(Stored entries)
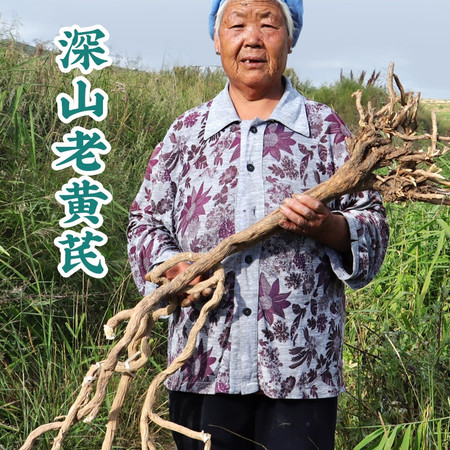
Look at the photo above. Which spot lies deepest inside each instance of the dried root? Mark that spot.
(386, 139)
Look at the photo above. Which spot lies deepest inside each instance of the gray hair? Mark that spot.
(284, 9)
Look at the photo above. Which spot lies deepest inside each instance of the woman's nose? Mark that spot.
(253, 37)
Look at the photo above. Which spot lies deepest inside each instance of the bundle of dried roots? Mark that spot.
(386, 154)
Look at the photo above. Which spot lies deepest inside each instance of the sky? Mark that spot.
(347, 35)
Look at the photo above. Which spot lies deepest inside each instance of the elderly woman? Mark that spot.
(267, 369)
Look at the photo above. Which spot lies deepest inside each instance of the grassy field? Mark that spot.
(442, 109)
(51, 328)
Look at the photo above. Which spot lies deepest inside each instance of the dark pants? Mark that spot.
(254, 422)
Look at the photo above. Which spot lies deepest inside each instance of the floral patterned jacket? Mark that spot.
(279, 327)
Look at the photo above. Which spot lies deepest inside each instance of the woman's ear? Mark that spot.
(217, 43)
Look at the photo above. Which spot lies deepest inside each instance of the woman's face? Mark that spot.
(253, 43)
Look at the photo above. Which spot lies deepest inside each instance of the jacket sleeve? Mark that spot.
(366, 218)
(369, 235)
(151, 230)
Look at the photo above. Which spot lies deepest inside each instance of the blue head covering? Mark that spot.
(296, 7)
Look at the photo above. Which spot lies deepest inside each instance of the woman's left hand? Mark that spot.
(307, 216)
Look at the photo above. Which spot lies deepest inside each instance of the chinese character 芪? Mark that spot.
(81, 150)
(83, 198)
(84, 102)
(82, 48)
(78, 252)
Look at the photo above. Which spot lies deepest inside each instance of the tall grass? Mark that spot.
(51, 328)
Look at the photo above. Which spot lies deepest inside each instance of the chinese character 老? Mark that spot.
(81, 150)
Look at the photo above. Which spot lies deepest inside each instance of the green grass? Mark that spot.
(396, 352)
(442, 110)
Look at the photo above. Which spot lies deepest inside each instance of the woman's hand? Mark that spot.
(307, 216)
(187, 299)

--

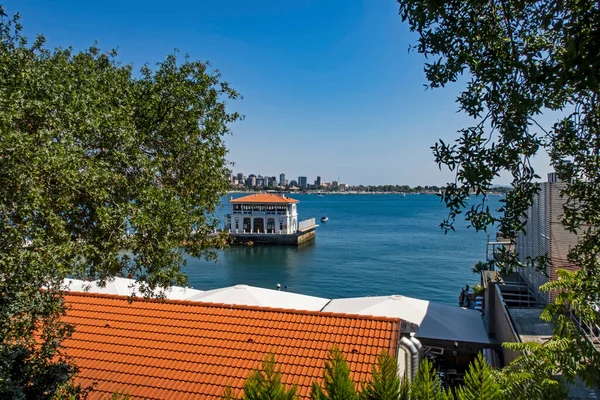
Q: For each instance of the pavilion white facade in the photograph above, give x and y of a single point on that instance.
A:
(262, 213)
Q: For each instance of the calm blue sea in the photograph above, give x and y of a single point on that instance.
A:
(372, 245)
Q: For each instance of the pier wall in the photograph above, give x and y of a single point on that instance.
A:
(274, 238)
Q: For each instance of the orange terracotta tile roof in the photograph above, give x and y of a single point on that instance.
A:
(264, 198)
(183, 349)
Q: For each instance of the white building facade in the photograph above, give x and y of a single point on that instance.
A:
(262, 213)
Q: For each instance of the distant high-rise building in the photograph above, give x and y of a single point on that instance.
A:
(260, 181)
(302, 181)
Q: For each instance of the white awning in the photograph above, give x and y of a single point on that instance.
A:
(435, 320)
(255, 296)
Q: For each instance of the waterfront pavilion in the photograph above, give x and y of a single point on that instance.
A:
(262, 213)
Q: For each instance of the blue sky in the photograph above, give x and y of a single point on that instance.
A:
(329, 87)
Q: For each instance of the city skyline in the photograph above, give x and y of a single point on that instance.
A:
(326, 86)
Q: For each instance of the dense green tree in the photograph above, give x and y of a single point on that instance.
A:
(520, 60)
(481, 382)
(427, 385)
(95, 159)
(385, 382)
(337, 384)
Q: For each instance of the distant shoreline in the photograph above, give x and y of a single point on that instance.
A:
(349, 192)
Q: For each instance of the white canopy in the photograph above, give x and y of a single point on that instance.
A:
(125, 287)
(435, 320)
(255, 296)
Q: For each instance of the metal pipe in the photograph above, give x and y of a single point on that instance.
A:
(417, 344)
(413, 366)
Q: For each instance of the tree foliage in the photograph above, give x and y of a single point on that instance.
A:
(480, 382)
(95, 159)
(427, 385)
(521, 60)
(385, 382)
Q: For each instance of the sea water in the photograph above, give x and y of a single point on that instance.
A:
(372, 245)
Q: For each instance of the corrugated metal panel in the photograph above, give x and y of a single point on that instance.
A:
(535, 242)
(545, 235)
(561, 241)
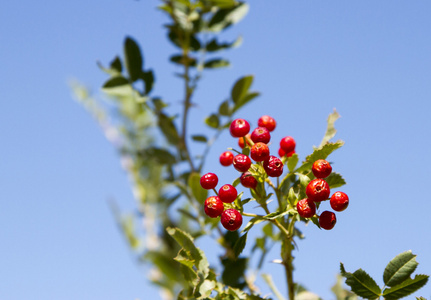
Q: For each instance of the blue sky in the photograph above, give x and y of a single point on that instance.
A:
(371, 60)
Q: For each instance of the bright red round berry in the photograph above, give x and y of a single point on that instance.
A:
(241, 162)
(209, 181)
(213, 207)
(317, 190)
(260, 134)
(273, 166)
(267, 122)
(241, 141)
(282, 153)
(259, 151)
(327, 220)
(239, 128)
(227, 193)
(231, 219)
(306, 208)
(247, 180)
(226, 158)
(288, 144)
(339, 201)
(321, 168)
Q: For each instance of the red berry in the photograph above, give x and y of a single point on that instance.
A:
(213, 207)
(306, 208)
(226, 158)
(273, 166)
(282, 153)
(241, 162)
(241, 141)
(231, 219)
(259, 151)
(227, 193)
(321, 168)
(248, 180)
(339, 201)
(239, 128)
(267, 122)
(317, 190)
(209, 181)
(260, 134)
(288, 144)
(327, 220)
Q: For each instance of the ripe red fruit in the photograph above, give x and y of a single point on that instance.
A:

> [Requirement]
Before answering, count every line of the records that contains "tree"; the answer is that number and nothing more.

> [Result of this exercise]
2